▸ **Free-text object descriptions**:

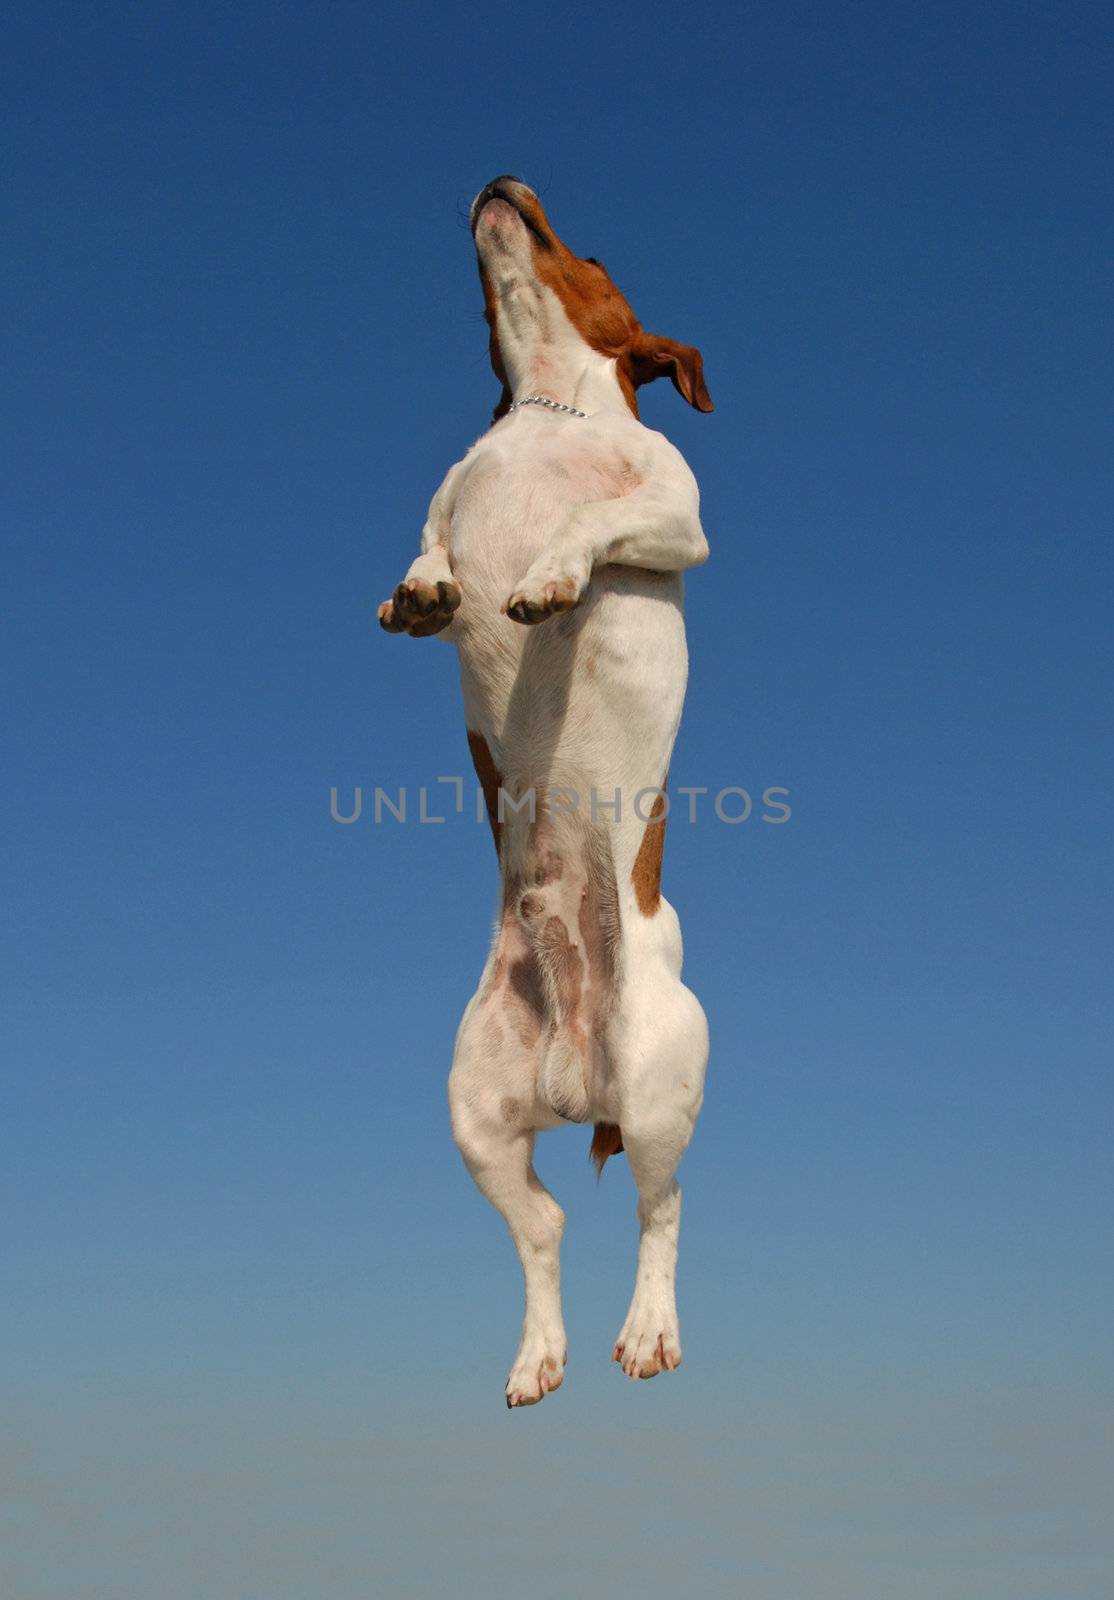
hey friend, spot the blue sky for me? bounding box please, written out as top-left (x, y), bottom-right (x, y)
top-left (3, 1), bottom-right (1112, 1595)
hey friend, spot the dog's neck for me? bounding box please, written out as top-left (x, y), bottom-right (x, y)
top-left (493, 283), bottom-right (632, 418)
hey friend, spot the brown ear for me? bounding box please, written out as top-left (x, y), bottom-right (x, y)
top-left (628, 332), bottom-right (714, 412)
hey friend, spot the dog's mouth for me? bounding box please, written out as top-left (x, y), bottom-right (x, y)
top-left (472, 178), bottom-right (552, 251)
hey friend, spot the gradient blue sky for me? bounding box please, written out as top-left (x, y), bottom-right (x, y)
top-left (3, 2), bottom-right (1112, 1595)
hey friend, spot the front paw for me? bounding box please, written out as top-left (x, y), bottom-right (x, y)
top-left (503, 571), bottom-right (586, 626)
top-left (378, 577), bottom-right (461, 637)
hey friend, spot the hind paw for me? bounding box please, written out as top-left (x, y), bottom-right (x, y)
top-left (505, 1333), bottom-right (567, 1408)
top-left (612, 1305), bottom-right (681, 1380)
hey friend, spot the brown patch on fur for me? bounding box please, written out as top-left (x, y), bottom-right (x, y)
top-left (541, 915), bottom-right (586, 1021)
top-left (500, 947), bottom-right (543, 1048)
top-left (486, 820), bottom-right (621, 1122)
top-left (631, 791), bottom-right (668, 915)
top-left (537, 915), bottom-right (589, 1071)
top-left (577, 876), bottom-right (618, 1073)
top-left (590, 1121), bottom-right (624, 1176)
top-left (508, 956), bottom-right (545, 1022)
top-left (500, 1096), bottom-right (521, 1125)
top-left (467, 730), bottom-right (502, 854)
top-left (512, 1012), bottom-right (542, 1050)
top-left (473, 181), bottom-right (713, 421)
top-left (478, 876), bottom-right (547, 1050)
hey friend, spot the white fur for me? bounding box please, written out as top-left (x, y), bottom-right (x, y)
top-left (386, 181), bottom-right (709, 1405)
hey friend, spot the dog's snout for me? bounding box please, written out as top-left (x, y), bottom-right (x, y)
top-left (471, 175), bottom-right (536, 227)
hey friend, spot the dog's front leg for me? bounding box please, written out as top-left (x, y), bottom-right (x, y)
top-left (379, 458), bottom-right (467, 636)
top-left (378, 545), bottom-right (461, 636)
top-left (504, 439), bottom-right (708, 624)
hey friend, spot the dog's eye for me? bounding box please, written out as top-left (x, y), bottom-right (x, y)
top-left (584, 256), bottom-right (603, 268)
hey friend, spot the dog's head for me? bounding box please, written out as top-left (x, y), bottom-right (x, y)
top-left (470, 176), bottom-right (713, 423)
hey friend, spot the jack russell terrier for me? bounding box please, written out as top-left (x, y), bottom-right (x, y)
top-left (379, 176), bottom-right (713, 1407)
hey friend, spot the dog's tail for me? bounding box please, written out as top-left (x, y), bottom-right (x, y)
top-left (589, 1121), bottom-right (624, 1176)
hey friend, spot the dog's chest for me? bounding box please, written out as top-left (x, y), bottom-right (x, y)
top-left (447, 422), bottom-right (635, 581)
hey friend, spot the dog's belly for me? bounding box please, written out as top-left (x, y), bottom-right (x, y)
top-left (448, 461), bottom-right (688, 805)
top-left (446, 443), bottom-right (691, 1126)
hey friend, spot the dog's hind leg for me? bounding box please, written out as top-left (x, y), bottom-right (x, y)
top-left (608, 900), bottom-right (708, 1380)
top-left (448, 926), bottom-right (567, 1408)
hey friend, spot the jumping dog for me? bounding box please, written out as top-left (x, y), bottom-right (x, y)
top-left (379, 176), bottom-right (713, 1406)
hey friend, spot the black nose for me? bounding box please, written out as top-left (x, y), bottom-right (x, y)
top-left (475, 175), bottom-right (519, 210)
top-left (476, 174), bottom-right (534, 209)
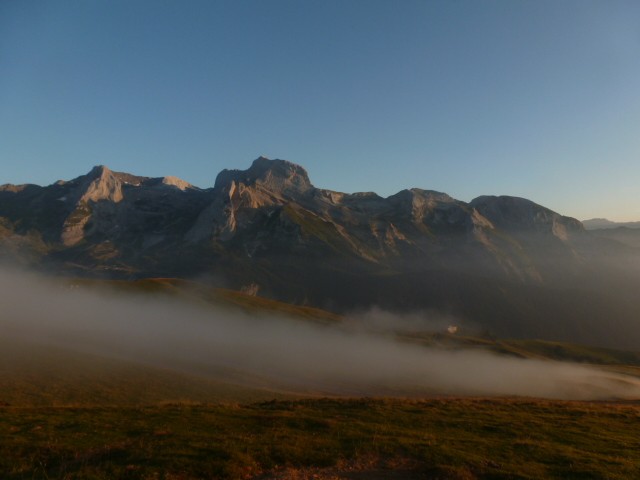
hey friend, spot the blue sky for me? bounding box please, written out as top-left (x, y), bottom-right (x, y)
top-left (1, 0), bottom-right (639, 220)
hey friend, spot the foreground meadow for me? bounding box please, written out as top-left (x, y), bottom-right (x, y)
top-left (2, 397), bottom-right (639, 479)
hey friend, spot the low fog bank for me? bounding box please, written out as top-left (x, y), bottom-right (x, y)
top-left (343, 307), bottom-right (474, 334)
top-left (2, 269), bottom-right (640, 401)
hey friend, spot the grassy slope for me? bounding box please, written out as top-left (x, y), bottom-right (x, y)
top-left (4, 279), bottom-right (640, 478)
top-left (2, 398), bottom-right (640, 479)
top-left (0, 341), bottom-right (305, 408)
top-left (73, 277), bottom-right (342, 324)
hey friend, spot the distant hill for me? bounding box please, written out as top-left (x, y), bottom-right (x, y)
top-left (586, 225), bottom-right (640, 249)
top-left (583, 218), bottom-right (640, 230)
top-left (2, 157), bottom-right (640, 348)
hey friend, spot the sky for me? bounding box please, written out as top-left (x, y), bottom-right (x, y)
top-left (1, 0), bottom-right (639, 221)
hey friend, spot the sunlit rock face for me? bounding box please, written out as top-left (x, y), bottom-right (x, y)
top-left (0, 156), bottom-right (589, 278)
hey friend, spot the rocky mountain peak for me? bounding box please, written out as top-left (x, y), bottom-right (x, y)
top-left (69, 166), bottom-right (156, 205)
top-left (84, 165), bottom-right (149, 186)
top-left (75, 165), bottom-right (124, 203)
top-left (87, 164), bottom-right (111, 179)
top-left (214, 157), bottom-right (313, 194)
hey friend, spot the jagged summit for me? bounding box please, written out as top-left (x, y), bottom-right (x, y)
top-left (74, 166), bottom-right (194, 192)
top-left (82, 165), bottom-right (149, 186)
top-left (1, 158), bottom-right (586, 250)
top-left (87, 164), bottom-right (109, 178)
top-left (74, 165), bottom-right (125, 203)
top-left (52, 166), bottom-right (196, 246)
top-left (214, 156), bottom-right (313, 193)
top-left (87, 164), bottom-right (122, 177)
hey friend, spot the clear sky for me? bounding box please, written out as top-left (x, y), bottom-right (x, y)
top-left (1, 0), bottom-right (639, 221)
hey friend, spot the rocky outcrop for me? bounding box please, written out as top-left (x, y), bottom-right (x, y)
top-left (214, 156), bottom-right (313, 196)
top-left (59, 166), bottom-right (125, 245)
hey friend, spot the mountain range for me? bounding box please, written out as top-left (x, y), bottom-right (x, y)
top-left (2, 157), bottom-right (640, 348)
top-left (583, 218), bottom-right (640, 230)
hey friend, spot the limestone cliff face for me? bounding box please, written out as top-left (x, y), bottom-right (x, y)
top-left (184, 158), bottom-right (579, 282)
top-left (60, 166), bottom-right (127, 246)
top-left (187, 157), bottom-right (312, 242)
top-left (78, 165), bottom-right (127, 203)
top-left (214, 156), bottom-right (313, 196)
top-left (9, 165), bottom-right (204, 248)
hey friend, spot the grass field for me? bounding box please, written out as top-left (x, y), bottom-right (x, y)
top-left (2, 398), bottom-right (640, 479)
top-left (2, 338), bottom-right (640, 479)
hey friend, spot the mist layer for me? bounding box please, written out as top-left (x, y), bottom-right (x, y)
top-left (2, 270), bottom-right (640, 400)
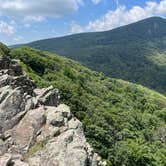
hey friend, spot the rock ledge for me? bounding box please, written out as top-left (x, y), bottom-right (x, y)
top-left (0, 56), bottom-right (106, 166)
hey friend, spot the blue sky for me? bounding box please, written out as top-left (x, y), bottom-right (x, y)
top-left (0, 0), bottom-right (165, 45)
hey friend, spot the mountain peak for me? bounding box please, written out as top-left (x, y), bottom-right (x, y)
top-left (133, 16), bottom-right (166, 25)
top-left (111, 16), bottom-right (166, 34)
top-left (143, 16), bottom-right (165, 21)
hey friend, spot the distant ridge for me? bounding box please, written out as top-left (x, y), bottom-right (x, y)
top-left (14, 17), bottom-right (166, 94)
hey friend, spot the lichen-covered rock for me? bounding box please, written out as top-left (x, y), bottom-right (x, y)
top-left (0, 56), bottom-right (106, 166)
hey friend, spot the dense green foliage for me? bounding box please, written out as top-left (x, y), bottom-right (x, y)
top-left (8, 46), bottom-right (166, 166)
top-left (21, 17), bottom-right (166, 94)
top-left (0, 42), bottom-right (10, 56)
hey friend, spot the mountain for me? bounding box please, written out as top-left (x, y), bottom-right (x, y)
top-left (3, 44), bottom-right (165, 165)
top-left (20, 17), bottom-right (166, 94)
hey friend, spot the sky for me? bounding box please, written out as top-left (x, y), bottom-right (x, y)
top-left (0, 0), bottom-right (166, 45)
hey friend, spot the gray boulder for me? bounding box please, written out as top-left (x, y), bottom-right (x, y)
top-left (34, 86), bottom-right (60, 106)
top-left (0, 56), bottom-right (106, 166)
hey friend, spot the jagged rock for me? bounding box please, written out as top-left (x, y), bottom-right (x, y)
top-left (8, 59), bottom-right (23, 76)
top-left (2, 111), bottom-right (27, 136)
top-left (10, 76), bottom-right (36, 95)
top-left (12, 160), bottom-right (29, 166)
top-left (34, 86), bottom-right (60, 106)
top-left (0, 56), bottom-right (10, 70)
top-left (0, 86), bottom-right (26, 131)
top-left (0, 56), bottom-right (106, 166)
top-left (25, 104), bottom-right (104, 166)
top-left (0, 153), bottom-right (12, 166)
top-left (0, 139), bottom-right (8, 156)
top-left (0, 60), bottom-right (38, 132)
top-left (46, 105), bottom-right (65, 127)
top-left (0, 153), bottom-right (29, 166)
top-left (11, 107), bottom-right (46, 152)
top-left (0, 74), bottom-right (10, 88)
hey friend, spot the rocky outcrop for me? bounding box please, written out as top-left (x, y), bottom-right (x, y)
top-left (0, 56), bottom-right (106, 166)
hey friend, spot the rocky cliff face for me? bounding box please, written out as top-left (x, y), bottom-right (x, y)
top-left (0, 56), bottom-right (106, 166)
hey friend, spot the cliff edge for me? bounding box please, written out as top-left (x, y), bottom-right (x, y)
top-left (0, 56), bottom-right (106, 166)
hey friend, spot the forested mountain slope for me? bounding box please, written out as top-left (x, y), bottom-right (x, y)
top-left (21, 17), bottom-right (166, 94)
top-left (2, 44), bottom-right (165, 166)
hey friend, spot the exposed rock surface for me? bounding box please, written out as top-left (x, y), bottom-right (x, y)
top-left (0, 56), bottom-right (106, 166)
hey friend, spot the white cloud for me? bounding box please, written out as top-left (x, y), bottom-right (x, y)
top-left (71, 21), bottom-right (84, 33)
top-left (0, 0), bottom-right (83, 21)
top-left (91, 0), bottom-right (102, 5)
top-left (13, 35), bottom-right (23, 41)
top-left (24, 16), bottom-right (45, 22)
top-left (71, 0), bottom-right (166, 33)
top-left (24, 23), bottom-right (31, 28)
top-left (0, 20), bottom-right (15, 34)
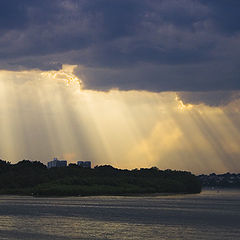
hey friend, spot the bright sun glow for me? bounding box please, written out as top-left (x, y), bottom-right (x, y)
top-left (176, 96), bottom-right (193, 111)
top-left (0, 66), bottom-right (240, 174)
top-left (41, 65), bottom-right (82, 88)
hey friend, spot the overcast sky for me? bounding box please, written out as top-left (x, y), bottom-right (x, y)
top-left (1, 0), bottom-right (240, 95)
top-left (0, 1), bottom-right (240, 173)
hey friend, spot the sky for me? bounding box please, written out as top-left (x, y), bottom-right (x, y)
top-left (0, 0), bottom-right (240, 174)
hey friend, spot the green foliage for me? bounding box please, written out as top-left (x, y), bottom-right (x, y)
top-left (0, 160), bottom-right (201, 196)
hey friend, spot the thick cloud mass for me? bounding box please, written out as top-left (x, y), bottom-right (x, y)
top-left (0, 0), bottom-right (240, 93)
top-left (178, 91), bottom-right (240, 107)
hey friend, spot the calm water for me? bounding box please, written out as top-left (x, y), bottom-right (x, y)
top-left (0, 190), bottom-right (239, 240)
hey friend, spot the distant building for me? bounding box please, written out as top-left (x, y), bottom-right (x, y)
top-left (47, 158), bottom-right (67, 168)
top-left (77, 161), bottom-right (91, 168)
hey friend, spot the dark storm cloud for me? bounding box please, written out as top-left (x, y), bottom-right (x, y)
top-left (201, 0), bottom-right (240, 34)
top-left (177, 91), bottom-right (240, 107)
top-left (0, 0), bottom-right (240, 100)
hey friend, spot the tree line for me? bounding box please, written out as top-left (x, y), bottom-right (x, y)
top-left (0, 159), bottom-right (201, 196)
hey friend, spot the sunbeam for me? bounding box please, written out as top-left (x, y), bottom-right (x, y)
top-left (0, 67), bottom-right (240, 173)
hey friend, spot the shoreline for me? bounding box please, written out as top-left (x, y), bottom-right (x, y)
top-left (0, 191), bottom-right (200, 198)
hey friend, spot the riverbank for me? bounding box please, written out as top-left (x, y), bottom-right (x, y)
top-left (0, 160), bottom-right (201, 197)
top-left (0, 189), bottom-right (198, 198)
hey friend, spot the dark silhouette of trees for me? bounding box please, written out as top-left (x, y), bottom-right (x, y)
top-left (0, 160), bottom-right (201, 196)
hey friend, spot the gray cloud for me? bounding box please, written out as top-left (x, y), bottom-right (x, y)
top-left (177, 91), bottom-right (240, 107)
top-left (0, 0), bottom-right (240, 100)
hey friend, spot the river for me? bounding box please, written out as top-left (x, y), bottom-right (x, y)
top-left (0, 189), bottom-right (239, 239)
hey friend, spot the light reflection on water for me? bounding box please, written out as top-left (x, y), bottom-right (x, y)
top-left (0, 190), bottom-right (239, 240)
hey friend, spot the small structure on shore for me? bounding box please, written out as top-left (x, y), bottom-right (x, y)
top-left (77, 161), bottom-right (91, 168)
top-left (47, 158), bottom-right (67, 168)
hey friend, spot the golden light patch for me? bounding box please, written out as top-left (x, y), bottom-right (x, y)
top-left (0, 68), bottom-right (240, 174)
top-left (176, 97), bottom-right (193, 111)
top-left (41, 65), bottom-right (82, 88)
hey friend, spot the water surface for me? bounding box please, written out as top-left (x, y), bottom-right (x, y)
top-left (0, 189), bottom-right (239, 239)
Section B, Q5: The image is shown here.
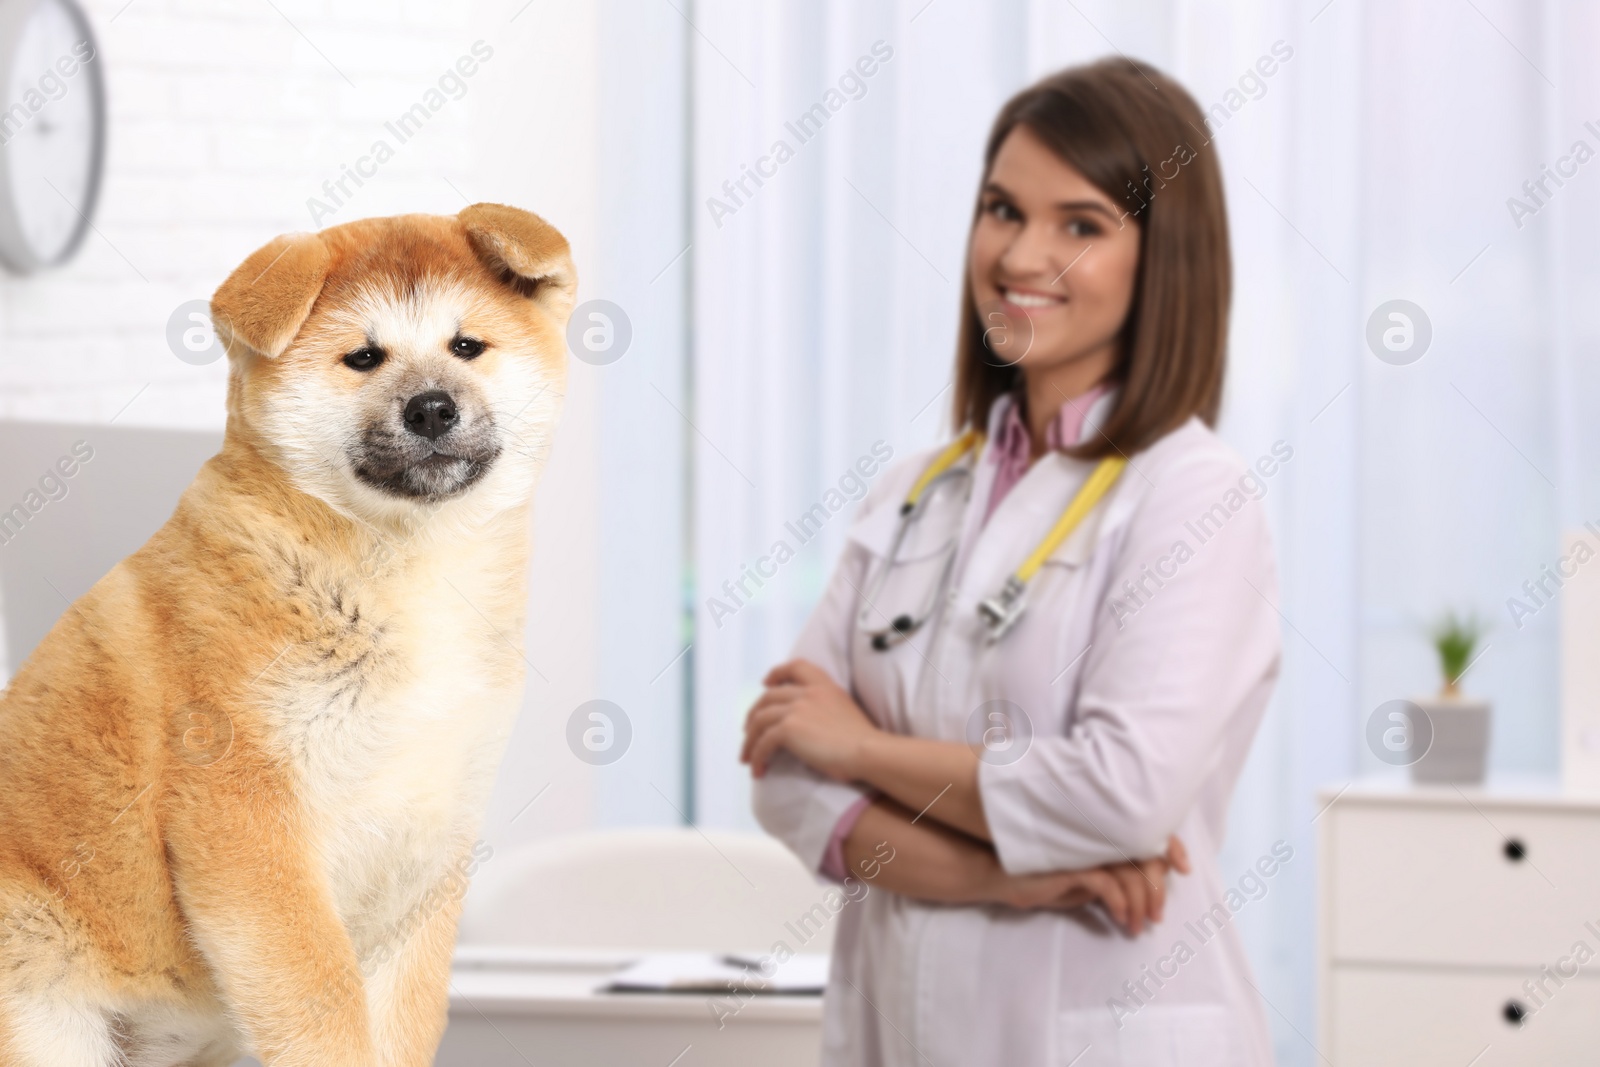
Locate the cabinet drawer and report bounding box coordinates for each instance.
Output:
[1328,803,1600,967]
[1330,966,1600,1066]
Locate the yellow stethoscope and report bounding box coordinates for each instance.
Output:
[859,429,1126,650]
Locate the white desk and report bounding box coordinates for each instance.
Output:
[436,948,824,1067]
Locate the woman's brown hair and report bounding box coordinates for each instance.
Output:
[952,57,1230,458]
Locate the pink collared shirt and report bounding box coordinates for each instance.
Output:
[982,383,1110,524]
[816,383,1109,883]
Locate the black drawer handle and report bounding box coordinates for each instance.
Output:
[1504,999,1526,1026]
[1504,838,1527,862]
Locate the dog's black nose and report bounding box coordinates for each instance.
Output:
[403,390,459,440]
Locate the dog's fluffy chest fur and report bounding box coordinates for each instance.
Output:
[260,530,526,962]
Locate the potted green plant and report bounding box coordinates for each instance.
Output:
[1412,612,1490,784]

▸ **WORK TO BE COMPLETED**: Counting every line of the records above that has the word "drawer", state the total and give nothing besides it.

▸ **EXERCISE RESPONSE**: 2